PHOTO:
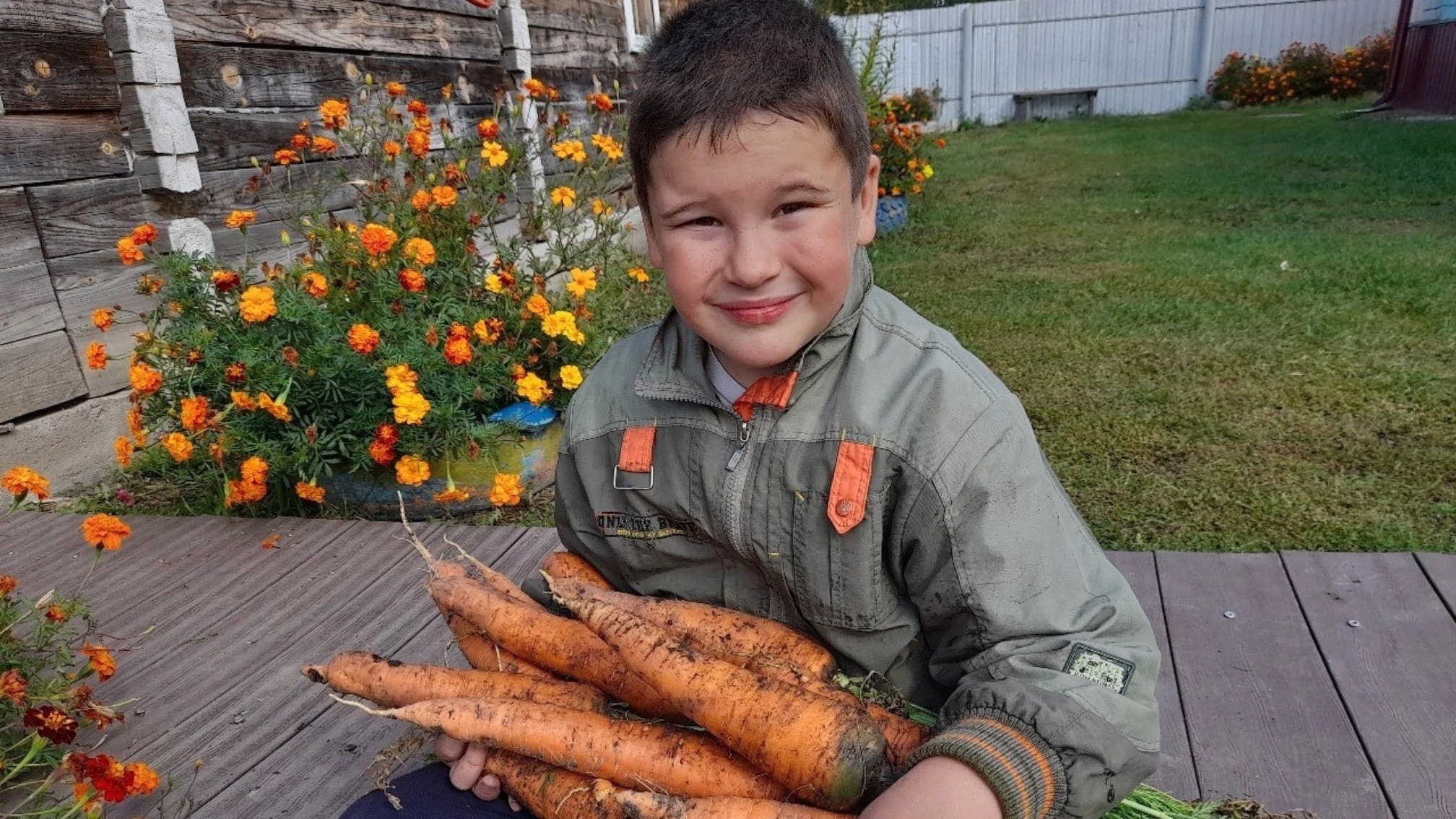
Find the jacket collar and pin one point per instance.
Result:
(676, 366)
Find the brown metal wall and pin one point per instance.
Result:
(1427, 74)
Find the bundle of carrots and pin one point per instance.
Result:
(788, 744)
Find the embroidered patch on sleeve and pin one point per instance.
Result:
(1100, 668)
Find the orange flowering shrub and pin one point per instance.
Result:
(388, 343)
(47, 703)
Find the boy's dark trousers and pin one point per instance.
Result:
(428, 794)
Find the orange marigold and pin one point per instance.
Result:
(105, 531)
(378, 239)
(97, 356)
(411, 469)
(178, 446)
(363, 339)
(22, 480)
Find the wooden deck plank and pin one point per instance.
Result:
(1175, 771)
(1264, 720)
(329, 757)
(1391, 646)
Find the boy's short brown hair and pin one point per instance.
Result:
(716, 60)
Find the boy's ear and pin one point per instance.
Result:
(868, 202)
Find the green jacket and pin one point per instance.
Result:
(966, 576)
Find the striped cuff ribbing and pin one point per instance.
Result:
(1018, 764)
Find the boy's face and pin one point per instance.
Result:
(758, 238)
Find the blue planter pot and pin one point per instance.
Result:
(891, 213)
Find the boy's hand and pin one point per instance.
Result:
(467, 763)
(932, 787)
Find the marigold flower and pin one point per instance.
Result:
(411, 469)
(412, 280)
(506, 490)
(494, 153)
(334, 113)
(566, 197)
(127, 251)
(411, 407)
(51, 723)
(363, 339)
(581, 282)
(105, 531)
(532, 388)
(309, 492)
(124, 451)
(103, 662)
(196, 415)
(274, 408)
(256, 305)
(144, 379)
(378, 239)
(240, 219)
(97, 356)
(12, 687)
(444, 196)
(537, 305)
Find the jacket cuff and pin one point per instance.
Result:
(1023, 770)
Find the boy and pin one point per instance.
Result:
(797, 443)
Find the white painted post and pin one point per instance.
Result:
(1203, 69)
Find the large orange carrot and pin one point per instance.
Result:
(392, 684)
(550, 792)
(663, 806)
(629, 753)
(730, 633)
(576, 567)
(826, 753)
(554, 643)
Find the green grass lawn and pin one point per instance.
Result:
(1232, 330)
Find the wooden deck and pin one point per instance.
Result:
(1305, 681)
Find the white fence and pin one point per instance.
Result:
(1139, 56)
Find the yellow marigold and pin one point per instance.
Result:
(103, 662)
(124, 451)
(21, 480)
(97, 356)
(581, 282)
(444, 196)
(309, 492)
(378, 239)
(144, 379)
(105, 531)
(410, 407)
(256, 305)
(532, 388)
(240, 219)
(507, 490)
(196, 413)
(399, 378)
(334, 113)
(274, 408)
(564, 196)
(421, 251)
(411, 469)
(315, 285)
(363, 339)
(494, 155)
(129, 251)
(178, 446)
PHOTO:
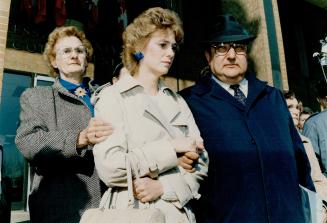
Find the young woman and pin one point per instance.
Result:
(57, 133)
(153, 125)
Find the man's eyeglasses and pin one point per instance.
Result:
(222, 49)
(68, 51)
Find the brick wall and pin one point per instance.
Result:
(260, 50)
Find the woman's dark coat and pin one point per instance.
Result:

• • • • • • •

Leaving images out, please output every line of the data exactly.

PHOTO:
Find the jacket collar and pin one point per instance.
Result:
(676, 366)
Find the brown metal wall and pin one point per instance.
Result:
(1427, 74)
Find the bundle of carrots and pin one point per instance.
Result:
(788, 744)
Find the embroidered patch on sleeve and pin one point per instance.
Result:
(1100, 668)
Find the orange flowering shrub and pin one point per instance.
Result:
(388, 343)
(47, 703)
Find the boy's dark trousers and pin one point per instance.
Result:
(428, 794)
Find the orange marigold and pin one point per instance.
Result:
(105, 531)
(378, 239)
(97, 356)
(411, 469)
(178, 446)
(363, 339)
(22, 480)
Find the wooden deck plank and pin one point per instance.
Result:
(1175, 771)
(1264, 720)
(329, 757)
(1391, 646)
Find the boy's short brown hair and pin one point per instance.
Result:
(716, 60)
Find the boy's ear and pin one point per instance.
Result:
(868, 202)
Find the green jacket and pin one point per instance.
Result:
(966, 576)
Find the striped cuff ribbing and pin one point per instance.
Result:
(1018, 764)
Find the boy's face and pin one point per instance.
Result:
(758, 238)
Find the blue planter pot and pin one point per instance.
Result:
(891, 213)
Find the boy's hand and pin one point per instance.
Result:
(467, 763)
(932, 787)
Find the marigold flower and pin one point per instance.
Result:
(411, 469)
(412, 280)
(506, 490)
(494, 153)
(334, 113)
(566, 197)
(127, 251)
(411, 407)
(51, 723)
(363, 339)
(581, 282)
(105, 531)
(532, 388)
(309, 492)
(124, 451)
(103, 662)
(196, 415)
(274, 408)
(256, 305)
(144, 379)
(378, 239)
(240, 219)
(97, 356)
(12, 687)
(444, 196)
(537, 305)
Find the jacket cuff and pin one point per instance.
Result:
(1023, 770)
Find the boy and pin one point per instance.
Result:
(797, 443)
Find the white painted post and pin one point per instance.
Result:
(1203, 69)
Find the large orange carrot and pin one point per instance.
Result:
(392, 684)
(550, 792)
(663, 806)
(629, 753)
(730, 633)
(576, 567)
(826, 753)
(554, 643)
Find the green grass lawn and pin one point per instance.
Result:
(1232, 330)
Find the wooden deck and pin one point per instance.
Result:
(1305, 681)
Find the white fence and pin one point per instance.
Result:
(1139, 56)
Find the yellow marigold and pin one point per instance.
Result:
(103, 662)
(124, 451)
(21, 480)
(97, 356)
(581, 282)
(444, 196)
(309, 492)
(378, 239)
(144, 379)
(105, 531)
(410, 407)
(256, 305)
(532, 388)
(240, 219)
(507, 490)
(196, 413)
(399, 378)
(334, 113)
(274, 408)
(564, 196)
(421, 251)
(411, 469)
(315, 285)
(363, 339)
(494, 155)
(129, 251)
(178, 446)
PHOTO:
Find the young woman and pin one point per instance.
Result:
(57, 133)
(153, 125)
Find the man's eyeglasses and pin one point per instance.
Result:
(222, 49)
(68, 51)
Find the brick wall and pin one point per instance.
Result:
(260, 50)
Find the woman's dark coat and pin one point per instance.
Result:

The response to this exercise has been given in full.